• [Extracted data entries]
↓↓↓

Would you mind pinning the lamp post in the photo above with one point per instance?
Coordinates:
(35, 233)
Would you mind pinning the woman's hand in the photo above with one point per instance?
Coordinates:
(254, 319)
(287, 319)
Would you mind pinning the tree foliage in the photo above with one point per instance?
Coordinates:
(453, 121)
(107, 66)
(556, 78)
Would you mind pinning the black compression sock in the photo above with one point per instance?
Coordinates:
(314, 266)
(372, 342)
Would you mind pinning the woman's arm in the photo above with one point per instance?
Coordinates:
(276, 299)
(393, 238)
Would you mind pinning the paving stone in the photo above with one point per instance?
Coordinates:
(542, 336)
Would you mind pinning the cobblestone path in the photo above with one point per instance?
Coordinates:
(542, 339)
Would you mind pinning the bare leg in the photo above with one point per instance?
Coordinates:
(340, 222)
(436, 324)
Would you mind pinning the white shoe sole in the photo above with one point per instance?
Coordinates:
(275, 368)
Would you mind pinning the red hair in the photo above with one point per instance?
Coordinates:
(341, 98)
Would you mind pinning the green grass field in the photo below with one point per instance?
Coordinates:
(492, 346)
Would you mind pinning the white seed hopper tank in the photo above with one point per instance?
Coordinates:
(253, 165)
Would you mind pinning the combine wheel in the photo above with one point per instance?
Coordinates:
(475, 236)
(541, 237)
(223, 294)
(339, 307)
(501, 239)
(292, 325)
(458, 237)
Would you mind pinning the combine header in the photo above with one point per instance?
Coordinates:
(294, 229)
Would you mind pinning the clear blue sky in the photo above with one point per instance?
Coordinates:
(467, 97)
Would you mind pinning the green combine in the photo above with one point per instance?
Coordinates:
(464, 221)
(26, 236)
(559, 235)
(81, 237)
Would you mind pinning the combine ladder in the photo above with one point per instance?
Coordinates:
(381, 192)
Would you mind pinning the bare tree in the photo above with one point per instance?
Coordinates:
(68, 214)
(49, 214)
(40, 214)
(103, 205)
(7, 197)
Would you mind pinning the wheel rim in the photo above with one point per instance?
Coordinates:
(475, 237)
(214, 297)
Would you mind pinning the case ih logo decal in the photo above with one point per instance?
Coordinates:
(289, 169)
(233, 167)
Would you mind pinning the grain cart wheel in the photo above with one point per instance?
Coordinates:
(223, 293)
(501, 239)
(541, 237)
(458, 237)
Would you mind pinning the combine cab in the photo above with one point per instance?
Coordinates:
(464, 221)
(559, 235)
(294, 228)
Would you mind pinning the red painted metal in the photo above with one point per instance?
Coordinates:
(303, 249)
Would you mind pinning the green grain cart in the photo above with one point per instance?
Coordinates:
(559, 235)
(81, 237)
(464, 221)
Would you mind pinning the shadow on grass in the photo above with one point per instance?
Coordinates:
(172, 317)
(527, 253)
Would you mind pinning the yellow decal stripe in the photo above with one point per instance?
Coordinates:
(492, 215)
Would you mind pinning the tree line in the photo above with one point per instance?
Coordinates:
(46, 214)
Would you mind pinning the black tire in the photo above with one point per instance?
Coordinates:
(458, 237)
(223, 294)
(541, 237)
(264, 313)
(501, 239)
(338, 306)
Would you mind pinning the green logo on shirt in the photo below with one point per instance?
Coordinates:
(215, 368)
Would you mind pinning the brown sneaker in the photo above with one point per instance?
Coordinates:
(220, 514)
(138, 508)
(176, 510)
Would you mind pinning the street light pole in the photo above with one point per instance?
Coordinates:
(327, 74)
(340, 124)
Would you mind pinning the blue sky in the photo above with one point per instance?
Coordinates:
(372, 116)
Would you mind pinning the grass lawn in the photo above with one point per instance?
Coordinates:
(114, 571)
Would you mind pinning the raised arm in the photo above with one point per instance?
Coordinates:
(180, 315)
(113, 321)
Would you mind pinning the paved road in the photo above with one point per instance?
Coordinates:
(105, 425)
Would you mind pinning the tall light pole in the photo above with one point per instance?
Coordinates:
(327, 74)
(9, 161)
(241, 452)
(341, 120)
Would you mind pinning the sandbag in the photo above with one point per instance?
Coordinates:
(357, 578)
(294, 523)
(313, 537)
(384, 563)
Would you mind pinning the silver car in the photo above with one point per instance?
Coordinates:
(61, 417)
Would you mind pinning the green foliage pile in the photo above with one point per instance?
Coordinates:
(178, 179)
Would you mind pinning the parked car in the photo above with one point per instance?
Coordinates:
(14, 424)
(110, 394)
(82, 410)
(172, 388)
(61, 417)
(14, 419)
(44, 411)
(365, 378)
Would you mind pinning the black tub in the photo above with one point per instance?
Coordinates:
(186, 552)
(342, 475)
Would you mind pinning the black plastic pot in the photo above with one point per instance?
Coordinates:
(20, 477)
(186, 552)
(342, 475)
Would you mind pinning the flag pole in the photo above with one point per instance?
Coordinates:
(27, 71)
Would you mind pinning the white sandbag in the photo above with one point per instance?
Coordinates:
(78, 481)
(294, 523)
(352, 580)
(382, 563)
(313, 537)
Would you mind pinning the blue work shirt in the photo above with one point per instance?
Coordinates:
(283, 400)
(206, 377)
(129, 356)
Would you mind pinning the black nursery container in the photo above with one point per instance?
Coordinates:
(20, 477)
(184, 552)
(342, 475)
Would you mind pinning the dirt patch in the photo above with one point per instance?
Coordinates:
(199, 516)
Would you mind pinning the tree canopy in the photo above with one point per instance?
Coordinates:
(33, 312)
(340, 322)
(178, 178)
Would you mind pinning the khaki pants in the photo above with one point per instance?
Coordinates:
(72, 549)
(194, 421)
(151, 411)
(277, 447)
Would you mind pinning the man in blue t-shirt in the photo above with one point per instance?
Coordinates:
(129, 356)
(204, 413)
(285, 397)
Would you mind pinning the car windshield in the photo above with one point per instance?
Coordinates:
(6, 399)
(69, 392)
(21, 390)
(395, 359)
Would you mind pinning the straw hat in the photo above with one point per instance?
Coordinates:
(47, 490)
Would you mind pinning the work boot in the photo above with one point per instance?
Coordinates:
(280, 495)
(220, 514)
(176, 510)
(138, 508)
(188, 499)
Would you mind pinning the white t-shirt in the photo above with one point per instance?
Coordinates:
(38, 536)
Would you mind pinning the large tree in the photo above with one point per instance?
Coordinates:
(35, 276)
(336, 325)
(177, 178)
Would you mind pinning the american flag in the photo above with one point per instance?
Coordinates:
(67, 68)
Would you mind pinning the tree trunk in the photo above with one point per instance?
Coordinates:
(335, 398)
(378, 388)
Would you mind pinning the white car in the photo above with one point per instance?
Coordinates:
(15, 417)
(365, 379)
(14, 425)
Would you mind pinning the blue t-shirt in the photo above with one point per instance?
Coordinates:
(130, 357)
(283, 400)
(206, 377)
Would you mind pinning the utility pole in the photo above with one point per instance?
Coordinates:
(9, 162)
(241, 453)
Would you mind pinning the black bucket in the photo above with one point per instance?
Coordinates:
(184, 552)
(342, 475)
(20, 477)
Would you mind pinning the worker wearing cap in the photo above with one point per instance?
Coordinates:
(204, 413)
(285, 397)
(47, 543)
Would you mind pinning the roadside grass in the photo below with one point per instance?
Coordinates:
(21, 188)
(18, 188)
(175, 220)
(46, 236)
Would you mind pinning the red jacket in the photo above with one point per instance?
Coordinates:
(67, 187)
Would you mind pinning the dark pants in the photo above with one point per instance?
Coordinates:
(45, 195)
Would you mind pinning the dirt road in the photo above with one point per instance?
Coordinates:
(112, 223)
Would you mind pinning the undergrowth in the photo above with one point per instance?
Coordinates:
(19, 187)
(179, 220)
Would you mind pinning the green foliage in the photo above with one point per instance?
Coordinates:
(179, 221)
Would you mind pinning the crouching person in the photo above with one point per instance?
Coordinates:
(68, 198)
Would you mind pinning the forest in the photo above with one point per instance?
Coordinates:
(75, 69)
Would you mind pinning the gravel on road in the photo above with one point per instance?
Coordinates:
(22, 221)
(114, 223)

↑↑↑

• [Goal] Each line from the one containing "Would you mind pinning the utility" to the end of the records should be echoed exactly, and no other line.

• [Exercise result]
Would you mind pinning the utility pole in the photo above with one point per instance?
Coordinates:
(9, 162)
(241, 453)
Would you mind pinning the black bucket in the photo above with one point per instance?
Coordinates:
(184, 552)
(342, 475)
(20, 477)
Would you mind pinning the worker wearing cap in the photo above with one point per instance?
Coordinates:
(204, 413)
(285, 397)
(47, 543)
Would you mind pinning the roadside grass in the photo below with one point per instance?
Coordinates:
(21, 188)
(18, 188)
(175, 220)
(46, 236)
Would you mind pinning the red jacket in the photo above with one point per instance?
Coordinates:
(67, 187)
Would you mind pinning the dark pants in the photo above with one point per instance?
Coordinates:
(45, 195)
Would you mind pinning the dirt road in the photo above with one point per instance?
Coordinates:
(112, 223)
Would you mind pinning the undergrowth in the photo above with one point per instance?
Coordinates:
(19, 187)
(179, 220)
Would you mind pinning the green foliage in the photo above with one point per instance?
Coordinates:
(179, 221)
Would you mind pinning the crouching person in the photo above with one point per instance?
Coordinates:
(68, 198)
Would you mind pinning the forest in the photo above with one point per instance?
Coordinates:
(75, 69)
Would you mind pinning the gravel on road in the photo above with one point per instance?
Coordinates:
(22, 221)
(114, 223)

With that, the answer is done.